WORK TO COMPLETE: Find every line in the data below that contains the word "green" and copy each of those lines. Case matters.

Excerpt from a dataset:
● ● ●

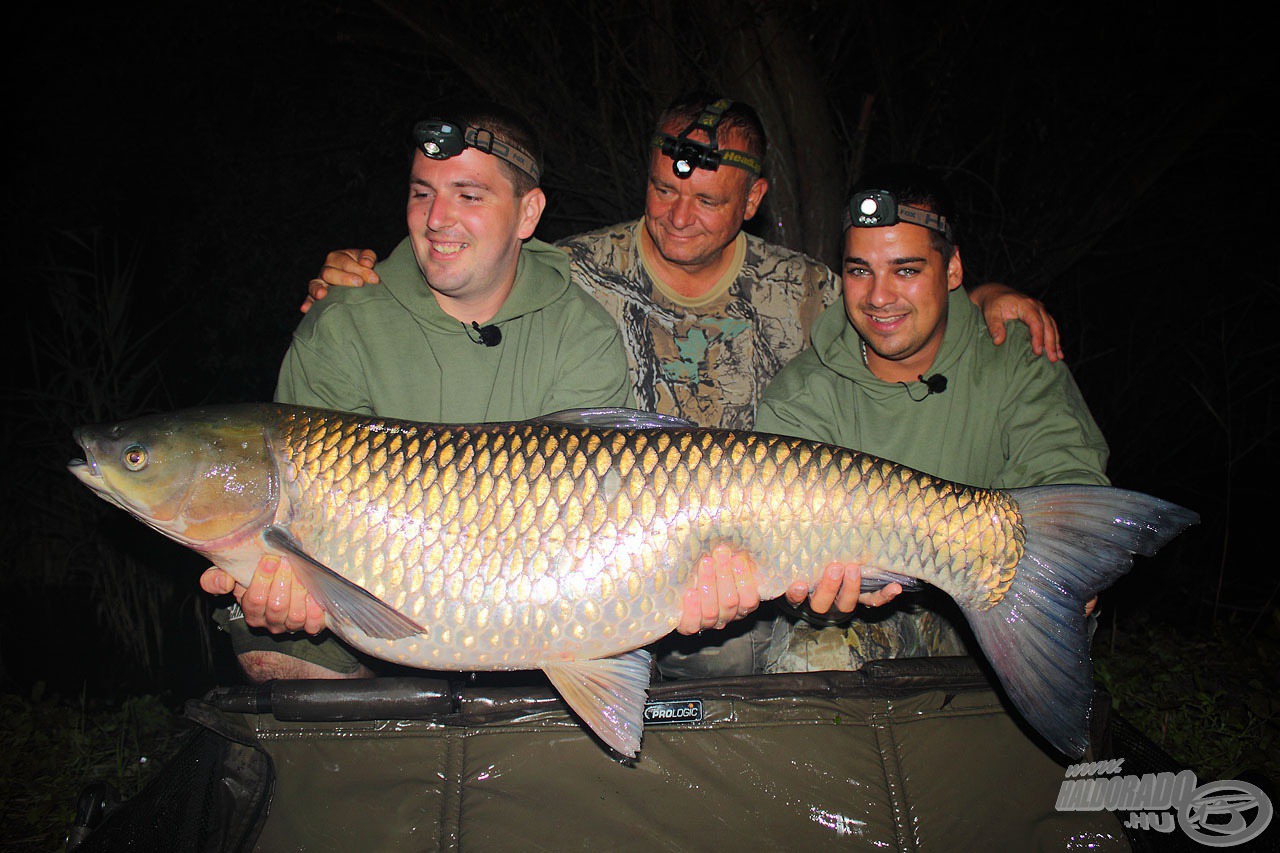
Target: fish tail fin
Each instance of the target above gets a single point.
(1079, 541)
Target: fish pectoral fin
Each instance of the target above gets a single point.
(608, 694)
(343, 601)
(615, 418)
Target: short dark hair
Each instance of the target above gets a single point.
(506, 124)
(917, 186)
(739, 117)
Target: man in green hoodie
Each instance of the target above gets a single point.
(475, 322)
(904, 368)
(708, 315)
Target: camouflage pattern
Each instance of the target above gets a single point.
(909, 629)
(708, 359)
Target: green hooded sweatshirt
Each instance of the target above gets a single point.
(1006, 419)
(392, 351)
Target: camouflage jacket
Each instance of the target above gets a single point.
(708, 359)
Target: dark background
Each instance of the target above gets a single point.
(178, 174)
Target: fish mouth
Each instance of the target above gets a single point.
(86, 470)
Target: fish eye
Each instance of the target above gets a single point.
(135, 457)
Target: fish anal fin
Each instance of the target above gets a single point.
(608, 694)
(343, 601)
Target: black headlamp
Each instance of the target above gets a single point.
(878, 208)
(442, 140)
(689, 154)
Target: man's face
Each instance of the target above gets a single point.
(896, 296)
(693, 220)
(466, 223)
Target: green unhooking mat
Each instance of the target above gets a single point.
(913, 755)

● ● ●

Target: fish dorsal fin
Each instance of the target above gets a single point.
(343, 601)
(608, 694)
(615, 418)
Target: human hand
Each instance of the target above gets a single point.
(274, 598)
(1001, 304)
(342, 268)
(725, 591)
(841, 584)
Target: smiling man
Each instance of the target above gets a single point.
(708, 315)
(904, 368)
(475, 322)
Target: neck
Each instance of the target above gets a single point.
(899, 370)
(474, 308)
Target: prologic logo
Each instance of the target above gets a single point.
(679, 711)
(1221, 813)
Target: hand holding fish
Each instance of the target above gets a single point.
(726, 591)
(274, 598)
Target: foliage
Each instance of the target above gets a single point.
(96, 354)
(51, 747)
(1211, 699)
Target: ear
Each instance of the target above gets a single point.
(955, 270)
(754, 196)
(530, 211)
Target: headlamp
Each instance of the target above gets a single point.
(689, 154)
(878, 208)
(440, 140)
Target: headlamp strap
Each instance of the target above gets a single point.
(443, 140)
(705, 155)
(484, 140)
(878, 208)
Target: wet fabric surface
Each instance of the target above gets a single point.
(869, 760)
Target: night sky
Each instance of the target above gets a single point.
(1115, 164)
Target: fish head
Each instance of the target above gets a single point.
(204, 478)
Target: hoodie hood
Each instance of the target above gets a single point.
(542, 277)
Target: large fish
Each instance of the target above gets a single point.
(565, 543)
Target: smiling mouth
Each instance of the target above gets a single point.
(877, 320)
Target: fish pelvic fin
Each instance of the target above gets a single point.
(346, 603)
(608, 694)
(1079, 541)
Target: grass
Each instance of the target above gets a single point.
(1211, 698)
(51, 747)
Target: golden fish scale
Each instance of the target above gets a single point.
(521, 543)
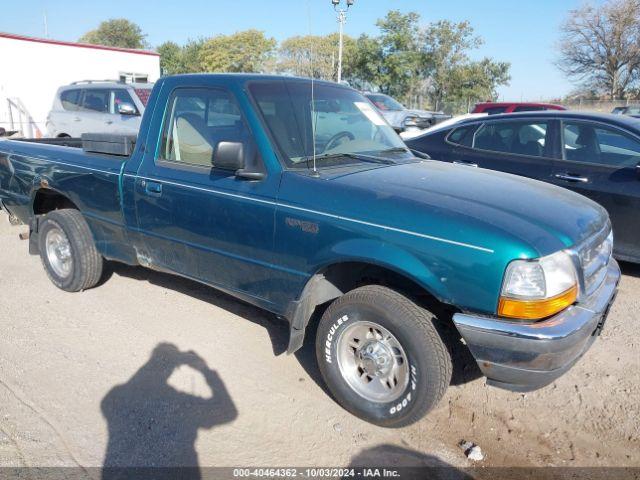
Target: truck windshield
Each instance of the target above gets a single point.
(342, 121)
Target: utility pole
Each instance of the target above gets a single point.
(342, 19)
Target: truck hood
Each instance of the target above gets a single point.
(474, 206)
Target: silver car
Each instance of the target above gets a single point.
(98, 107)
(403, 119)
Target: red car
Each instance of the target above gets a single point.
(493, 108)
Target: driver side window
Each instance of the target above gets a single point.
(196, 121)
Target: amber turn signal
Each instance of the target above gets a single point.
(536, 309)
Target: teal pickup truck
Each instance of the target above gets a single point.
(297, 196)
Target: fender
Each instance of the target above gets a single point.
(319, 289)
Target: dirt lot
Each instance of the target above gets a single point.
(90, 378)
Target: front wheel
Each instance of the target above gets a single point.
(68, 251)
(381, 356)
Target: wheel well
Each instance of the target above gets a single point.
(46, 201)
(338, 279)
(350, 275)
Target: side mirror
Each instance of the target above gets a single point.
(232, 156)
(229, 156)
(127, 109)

● ● ●

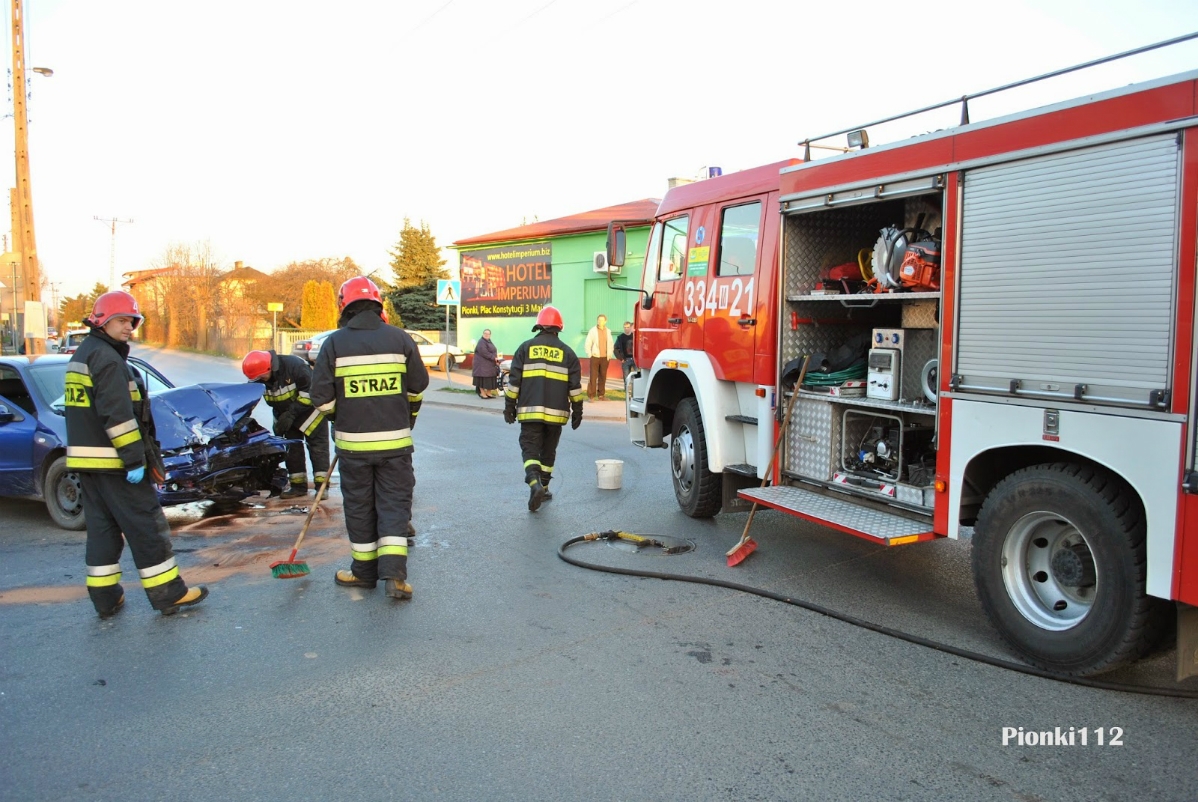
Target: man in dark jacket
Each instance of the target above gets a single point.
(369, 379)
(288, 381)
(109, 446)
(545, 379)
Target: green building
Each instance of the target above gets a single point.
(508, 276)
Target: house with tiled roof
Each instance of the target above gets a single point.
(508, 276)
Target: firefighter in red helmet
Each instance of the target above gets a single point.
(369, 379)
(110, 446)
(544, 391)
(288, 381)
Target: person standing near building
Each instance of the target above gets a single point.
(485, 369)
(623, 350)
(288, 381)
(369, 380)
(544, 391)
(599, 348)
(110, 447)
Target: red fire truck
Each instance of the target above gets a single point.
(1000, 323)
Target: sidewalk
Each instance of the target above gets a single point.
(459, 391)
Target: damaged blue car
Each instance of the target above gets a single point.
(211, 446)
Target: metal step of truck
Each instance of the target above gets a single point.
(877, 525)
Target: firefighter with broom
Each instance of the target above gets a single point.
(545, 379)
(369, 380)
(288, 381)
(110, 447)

● ● ●

OUTPUT FOR THIS EXERCISE:
Target: man in green hoodie
Target: green hooded sweatshirt
Target: green unhooking mat
Target: green building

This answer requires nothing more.